# Problem requirements
Scan the records for the string "white"; copy each line where it occurs.
(Extracted material Opens)
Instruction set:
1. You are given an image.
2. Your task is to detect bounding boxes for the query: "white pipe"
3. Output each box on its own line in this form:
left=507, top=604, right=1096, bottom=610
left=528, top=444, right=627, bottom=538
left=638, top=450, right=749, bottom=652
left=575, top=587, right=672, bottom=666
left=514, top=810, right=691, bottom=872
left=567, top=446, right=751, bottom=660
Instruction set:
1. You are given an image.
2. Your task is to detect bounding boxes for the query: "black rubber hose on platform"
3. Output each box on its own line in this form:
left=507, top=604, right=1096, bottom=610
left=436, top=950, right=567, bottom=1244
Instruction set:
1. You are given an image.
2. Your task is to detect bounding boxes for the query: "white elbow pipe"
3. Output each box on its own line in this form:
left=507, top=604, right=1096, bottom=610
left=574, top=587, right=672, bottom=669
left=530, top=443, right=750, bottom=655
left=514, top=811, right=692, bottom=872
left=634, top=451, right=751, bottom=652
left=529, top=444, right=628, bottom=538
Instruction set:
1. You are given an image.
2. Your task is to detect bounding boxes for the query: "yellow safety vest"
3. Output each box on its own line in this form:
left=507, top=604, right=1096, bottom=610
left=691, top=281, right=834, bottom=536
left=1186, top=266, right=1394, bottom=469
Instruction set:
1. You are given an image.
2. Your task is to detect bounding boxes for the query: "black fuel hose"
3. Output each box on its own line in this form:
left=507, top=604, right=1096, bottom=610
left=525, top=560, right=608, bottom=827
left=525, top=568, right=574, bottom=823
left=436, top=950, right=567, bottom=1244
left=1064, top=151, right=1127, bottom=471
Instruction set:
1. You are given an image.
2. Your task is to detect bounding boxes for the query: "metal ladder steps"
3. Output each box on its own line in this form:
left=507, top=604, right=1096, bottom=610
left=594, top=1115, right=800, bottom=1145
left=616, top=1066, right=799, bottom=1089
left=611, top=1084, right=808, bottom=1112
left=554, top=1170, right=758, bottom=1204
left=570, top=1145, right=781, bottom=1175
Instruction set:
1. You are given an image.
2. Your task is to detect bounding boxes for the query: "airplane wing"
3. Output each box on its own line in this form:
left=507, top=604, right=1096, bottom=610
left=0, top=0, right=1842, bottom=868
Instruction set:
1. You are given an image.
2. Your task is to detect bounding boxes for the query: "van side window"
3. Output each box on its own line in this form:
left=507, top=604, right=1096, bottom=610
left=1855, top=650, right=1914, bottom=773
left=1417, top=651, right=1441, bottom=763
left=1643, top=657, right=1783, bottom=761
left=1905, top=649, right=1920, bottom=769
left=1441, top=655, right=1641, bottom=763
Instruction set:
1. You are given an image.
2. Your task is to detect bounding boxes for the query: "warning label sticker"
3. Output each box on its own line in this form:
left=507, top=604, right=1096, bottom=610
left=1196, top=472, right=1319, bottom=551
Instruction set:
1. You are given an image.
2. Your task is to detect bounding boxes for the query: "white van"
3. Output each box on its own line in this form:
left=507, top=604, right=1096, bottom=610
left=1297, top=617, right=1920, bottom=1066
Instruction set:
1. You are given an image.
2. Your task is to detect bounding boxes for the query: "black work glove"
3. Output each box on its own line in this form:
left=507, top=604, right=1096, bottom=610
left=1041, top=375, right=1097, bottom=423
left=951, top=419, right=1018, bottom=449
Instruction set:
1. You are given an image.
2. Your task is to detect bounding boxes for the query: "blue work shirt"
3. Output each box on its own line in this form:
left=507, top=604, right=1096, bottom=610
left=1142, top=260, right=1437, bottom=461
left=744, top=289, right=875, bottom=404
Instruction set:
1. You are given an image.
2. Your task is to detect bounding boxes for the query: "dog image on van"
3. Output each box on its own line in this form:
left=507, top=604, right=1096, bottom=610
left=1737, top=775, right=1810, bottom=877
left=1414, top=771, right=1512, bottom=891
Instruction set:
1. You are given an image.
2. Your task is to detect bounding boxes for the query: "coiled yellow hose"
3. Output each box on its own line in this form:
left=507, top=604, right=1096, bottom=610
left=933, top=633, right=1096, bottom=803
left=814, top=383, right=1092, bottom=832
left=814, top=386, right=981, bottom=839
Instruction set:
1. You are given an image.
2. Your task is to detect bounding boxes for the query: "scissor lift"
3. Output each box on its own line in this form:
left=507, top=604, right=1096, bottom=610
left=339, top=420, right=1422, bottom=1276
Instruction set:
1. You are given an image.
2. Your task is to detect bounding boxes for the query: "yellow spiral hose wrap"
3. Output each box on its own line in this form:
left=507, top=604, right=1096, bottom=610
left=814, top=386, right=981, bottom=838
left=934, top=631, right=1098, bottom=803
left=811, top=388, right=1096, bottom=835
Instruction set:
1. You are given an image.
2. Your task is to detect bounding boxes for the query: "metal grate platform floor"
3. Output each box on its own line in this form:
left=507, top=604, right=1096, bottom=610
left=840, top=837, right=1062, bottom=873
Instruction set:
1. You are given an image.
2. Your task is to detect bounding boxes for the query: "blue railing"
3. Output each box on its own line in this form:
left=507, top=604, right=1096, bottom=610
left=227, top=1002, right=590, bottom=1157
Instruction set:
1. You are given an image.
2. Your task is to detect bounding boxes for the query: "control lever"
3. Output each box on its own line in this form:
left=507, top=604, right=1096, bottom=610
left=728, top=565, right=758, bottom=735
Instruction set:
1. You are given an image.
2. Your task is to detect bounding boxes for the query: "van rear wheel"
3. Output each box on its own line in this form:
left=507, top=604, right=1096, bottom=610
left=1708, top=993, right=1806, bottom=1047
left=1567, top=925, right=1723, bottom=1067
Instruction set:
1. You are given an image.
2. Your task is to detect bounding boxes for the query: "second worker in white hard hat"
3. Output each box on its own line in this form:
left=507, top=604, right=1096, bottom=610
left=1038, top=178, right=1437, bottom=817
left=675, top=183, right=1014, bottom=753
(Extracted material Closes)
# Finished task
2. Your task is to detect bounding boxes for the query: "white pipe"
2. Your task is to detect bounding boxes for the query: "white elbow pipe"
2. Your task is to detect bounding boxes for the query: "white van"
2. Your task is to detect bounding boxes for the query: "second worker in white hard hat"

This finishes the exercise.